[Annotated photo localization data]
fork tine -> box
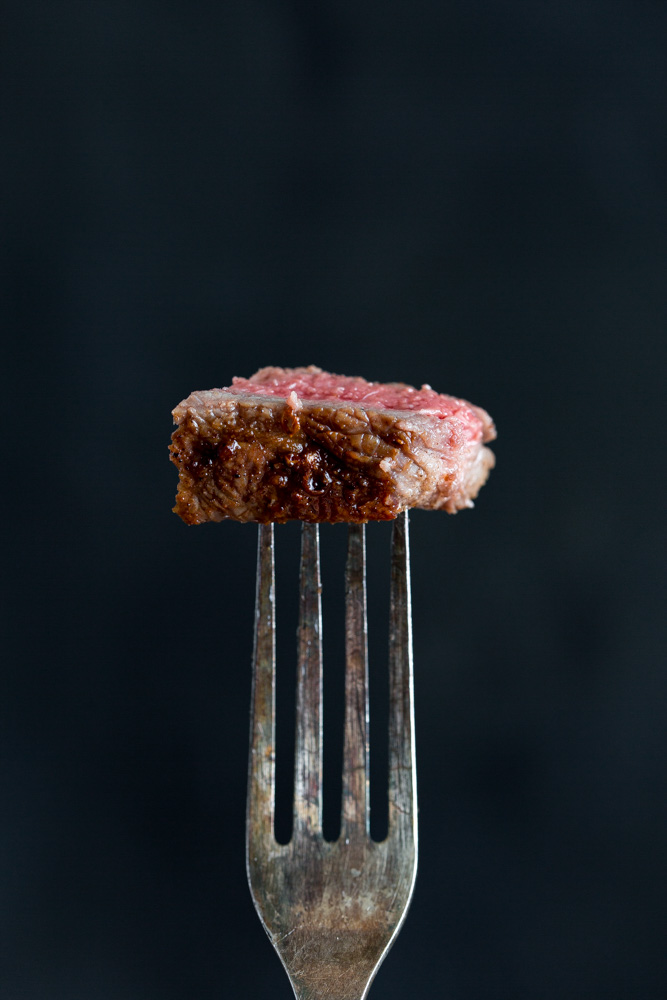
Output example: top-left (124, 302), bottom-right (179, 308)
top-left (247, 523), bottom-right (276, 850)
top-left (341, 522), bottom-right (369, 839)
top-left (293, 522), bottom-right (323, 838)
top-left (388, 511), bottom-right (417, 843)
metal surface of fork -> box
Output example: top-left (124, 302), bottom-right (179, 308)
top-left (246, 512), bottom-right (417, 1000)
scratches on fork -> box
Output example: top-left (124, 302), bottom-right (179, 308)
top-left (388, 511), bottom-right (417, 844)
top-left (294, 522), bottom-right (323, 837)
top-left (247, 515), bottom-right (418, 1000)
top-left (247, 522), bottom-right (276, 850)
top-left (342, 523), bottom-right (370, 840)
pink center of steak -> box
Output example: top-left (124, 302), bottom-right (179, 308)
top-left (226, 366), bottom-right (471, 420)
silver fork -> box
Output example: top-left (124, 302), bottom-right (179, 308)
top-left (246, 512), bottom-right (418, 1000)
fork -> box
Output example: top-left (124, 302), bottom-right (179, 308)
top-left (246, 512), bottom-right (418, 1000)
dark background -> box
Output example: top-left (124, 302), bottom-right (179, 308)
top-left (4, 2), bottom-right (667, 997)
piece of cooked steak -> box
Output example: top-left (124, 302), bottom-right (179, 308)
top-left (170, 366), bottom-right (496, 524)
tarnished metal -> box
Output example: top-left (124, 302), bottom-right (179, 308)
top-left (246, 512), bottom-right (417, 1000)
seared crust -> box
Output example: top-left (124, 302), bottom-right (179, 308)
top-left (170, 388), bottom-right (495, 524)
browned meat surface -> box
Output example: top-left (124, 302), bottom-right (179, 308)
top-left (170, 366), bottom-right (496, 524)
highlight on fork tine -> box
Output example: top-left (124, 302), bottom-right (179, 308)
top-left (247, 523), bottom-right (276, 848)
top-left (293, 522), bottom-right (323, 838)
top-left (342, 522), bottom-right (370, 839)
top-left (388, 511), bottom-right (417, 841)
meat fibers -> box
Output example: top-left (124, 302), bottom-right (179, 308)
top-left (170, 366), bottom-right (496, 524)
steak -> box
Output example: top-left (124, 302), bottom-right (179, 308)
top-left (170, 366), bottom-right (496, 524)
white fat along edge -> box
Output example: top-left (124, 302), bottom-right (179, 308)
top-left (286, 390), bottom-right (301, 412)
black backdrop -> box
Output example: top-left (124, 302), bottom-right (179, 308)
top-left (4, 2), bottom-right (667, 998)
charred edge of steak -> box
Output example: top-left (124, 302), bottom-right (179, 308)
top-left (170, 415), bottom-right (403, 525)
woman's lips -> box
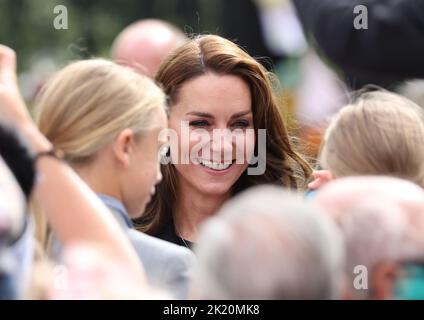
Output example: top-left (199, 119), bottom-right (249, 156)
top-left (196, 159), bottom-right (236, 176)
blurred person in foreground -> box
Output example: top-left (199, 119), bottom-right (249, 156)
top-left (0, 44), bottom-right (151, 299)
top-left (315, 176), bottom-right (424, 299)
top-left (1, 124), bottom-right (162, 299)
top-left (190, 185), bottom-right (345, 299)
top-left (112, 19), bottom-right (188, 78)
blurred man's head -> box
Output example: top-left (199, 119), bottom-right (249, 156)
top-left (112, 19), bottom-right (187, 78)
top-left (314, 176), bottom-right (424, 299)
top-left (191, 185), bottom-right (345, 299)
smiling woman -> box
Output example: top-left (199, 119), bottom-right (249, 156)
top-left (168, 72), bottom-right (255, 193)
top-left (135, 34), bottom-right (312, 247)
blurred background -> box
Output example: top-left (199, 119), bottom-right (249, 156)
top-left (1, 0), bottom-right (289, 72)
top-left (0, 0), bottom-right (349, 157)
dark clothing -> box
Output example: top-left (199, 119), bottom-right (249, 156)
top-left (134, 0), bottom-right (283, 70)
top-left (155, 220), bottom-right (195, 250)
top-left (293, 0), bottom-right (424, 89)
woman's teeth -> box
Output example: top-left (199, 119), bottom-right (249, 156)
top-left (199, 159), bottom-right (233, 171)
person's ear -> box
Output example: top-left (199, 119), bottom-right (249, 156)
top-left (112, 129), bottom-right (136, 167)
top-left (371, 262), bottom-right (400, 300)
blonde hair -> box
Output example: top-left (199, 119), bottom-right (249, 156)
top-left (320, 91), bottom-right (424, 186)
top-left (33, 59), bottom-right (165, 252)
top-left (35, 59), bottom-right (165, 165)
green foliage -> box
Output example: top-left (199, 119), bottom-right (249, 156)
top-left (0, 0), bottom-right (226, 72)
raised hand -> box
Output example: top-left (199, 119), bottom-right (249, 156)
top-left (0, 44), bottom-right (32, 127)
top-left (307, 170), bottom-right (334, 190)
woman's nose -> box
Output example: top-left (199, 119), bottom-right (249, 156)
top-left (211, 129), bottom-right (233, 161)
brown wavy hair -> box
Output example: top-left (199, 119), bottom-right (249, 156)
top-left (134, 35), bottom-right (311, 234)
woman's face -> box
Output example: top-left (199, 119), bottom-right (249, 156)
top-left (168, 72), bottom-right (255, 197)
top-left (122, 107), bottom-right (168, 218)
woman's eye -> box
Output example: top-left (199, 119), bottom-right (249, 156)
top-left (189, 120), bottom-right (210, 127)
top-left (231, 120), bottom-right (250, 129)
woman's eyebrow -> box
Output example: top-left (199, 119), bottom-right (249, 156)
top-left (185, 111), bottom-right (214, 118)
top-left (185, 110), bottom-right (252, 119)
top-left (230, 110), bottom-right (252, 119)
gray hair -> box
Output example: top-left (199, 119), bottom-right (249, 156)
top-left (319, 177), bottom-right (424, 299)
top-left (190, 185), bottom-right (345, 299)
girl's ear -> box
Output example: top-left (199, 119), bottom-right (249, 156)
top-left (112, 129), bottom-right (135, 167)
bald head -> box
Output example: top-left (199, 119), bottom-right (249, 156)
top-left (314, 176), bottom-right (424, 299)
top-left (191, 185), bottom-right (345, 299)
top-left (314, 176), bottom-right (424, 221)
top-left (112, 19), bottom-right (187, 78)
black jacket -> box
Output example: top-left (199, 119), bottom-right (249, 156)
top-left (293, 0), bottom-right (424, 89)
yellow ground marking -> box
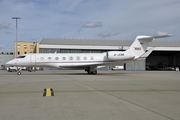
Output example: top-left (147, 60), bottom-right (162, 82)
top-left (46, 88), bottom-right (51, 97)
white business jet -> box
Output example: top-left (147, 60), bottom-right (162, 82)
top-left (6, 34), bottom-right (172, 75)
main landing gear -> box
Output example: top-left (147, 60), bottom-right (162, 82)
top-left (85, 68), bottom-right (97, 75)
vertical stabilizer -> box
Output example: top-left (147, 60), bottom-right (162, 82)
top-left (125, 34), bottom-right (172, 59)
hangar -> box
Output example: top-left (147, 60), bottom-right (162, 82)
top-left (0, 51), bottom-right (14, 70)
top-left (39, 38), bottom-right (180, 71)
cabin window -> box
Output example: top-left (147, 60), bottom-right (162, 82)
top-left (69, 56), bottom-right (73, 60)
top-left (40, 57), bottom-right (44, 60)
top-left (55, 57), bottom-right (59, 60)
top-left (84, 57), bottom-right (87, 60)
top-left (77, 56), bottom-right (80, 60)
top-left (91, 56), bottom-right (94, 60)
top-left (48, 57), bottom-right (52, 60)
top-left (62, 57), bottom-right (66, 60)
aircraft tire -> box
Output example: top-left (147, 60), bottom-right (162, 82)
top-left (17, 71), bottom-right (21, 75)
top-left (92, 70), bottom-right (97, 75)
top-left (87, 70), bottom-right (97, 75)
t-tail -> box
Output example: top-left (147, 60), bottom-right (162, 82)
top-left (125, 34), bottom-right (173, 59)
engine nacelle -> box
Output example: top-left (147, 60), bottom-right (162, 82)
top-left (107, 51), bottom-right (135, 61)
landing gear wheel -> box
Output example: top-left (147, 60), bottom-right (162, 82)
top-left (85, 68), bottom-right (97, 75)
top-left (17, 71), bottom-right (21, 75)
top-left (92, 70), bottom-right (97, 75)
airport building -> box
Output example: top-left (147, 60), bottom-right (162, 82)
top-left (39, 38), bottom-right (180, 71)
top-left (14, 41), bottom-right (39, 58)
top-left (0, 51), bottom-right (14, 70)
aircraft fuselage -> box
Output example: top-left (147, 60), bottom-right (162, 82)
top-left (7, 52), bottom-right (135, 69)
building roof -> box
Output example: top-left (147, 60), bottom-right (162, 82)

**EXERCISE**
For the word "aircraft", find every line in the data that holds it and copy that line.

**RESULT FOR THIS TASK**
aircraft tire -> box
aircraft fuselage -> box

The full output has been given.